━━ GIVEN TEXT ━━

Jammers to control prison phones debated

A counsellor who works with Rimutaka Prison inmates has described a $13 million government project to stop prisoners from using cellphones as a "failed strategy".

But a spokesman for the Department of Corrections says continued investment in jamming technology is needed to prevent the malicious use of cellphones in prisons and keep the public safe.

More than 170 cellphones have been confiscated at Rimutaka Prison since the introduction of costly cellphone jamming technology to New Zealand prisons in 2009.

There were 177 incidents where one or more cellphones were confiscated between December 2009 and February this year, according to information released to the Leader under the Official Information Act.

The number of cellphone confiscations significantly increased last year, with 80 recorded incidents, compared to 47 in 2011 and 37 in 2010.

The total cost of implementing and maintaining the project at 17 New Zealand prisons was $13,378,903.

Drug and alcohol counsellor Roger Brooking, who helps inmates at Wellington prisons, said jamming technology had not stopped prisoners from using cellphones in prison and described the project as a "failed strategy".

"I think that the Corrections Department should stop wasting its money."

Mr Brooking said that last year a Rimutaka Prison inmate had told him that prisoners were able to make cellphone calls from every section of the prison.

━━━
━━ DATA SHOWN ━━

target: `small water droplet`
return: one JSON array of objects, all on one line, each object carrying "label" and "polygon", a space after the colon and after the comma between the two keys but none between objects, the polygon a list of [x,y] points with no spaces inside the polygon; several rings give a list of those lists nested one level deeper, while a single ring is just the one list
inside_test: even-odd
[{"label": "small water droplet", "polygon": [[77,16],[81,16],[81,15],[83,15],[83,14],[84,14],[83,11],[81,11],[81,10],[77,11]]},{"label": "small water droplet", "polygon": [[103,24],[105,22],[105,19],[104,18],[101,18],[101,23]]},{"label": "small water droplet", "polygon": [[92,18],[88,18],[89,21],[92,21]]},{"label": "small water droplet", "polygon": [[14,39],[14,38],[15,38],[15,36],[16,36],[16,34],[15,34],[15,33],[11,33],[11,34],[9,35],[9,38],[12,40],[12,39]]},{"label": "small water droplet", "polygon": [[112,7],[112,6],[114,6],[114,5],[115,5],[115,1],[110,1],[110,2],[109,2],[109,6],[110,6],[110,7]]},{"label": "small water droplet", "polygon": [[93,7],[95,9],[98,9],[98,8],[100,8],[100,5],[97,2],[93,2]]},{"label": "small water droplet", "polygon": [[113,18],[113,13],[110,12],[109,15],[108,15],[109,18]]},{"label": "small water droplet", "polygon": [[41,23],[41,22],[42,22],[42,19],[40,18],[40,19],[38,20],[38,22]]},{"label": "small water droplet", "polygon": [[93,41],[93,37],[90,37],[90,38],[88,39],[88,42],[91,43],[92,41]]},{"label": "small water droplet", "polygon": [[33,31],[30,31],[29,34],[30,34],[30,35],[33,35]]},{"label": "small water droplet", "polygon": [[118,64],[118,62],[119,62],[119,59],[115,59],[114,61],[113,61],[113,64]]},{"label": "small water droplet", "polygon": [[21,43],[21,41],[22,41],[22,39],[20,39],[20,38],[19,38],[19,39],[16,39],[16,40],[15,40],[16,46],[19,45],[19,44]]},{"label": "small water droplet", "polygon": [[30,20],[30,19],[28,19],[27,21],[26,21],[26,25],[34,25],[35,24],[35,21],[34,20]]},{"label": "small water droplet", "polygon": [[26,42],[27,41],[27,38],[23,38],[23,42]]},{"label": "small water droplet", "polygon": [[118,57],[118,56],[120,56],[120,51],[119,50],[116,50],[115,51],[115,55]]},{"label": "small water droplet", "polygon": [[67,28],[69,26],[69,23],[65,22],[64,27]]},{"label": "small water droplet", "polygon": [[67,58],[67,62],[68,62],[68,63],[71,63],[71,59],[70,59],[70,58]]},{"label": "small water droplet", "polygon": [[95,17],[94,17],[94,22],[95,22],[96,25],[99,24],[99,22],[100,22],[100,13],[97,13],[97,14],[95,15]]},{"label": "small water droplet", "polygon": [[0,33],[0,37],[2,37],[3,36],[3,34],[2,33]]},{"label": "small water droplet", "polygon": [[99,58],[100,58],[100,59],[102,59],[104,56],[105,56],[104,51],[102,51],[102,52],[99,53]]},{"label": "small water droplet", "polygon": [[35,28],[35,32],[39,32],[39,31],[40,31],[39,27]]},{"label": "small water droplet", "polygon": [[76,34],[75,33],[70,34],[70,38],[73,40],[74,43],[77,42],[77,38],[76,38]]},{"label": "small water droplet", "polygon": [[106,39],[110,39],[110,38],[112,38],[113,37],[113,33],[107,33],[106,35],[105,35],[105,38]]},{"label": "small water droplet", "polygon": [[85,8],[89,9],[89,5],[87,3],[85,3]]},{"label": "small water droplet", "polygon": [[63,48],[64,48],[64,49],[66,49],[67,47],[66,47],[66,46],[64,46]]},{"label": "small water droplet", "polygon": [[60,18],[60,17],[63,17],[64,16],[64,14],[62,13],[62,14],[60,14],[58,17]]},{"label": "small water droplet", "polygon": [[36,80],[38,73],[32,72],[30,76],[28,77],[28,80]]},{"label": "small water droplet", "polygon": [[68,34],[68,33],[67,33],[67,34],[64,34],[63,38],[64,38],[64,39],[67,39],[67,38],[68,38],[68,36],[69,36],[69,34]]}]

━━━

## JOBS:
1. Return the part of the prison jammers article between "There were 177" and "37 in 2010.", inclusive.
2. According to the prison jammers article, why did the drug and alcohol counsellor call the jamming project a "failed strategy"? Answer in one to three sentences.
You can set the lines aside; they aren't needed here.

## ANSWERS FOR THIS EXERCISE:
1.
There were 177 incidents where one or more cellphones were confiscated between December 2009 and February this year, according to information released to the Leader under the Official Information Act.

The number of cellphone confiscations significantly increased last year, with 80 recorded incidents, compared to 47 in 2011 and 37 in 2010.

2. He said the jamming technology had not stopped prisoners from using cellphones in prison. He also said a Rimutaka Prison inmate had told him that prisoners could make cellphone calls from every section of the prison.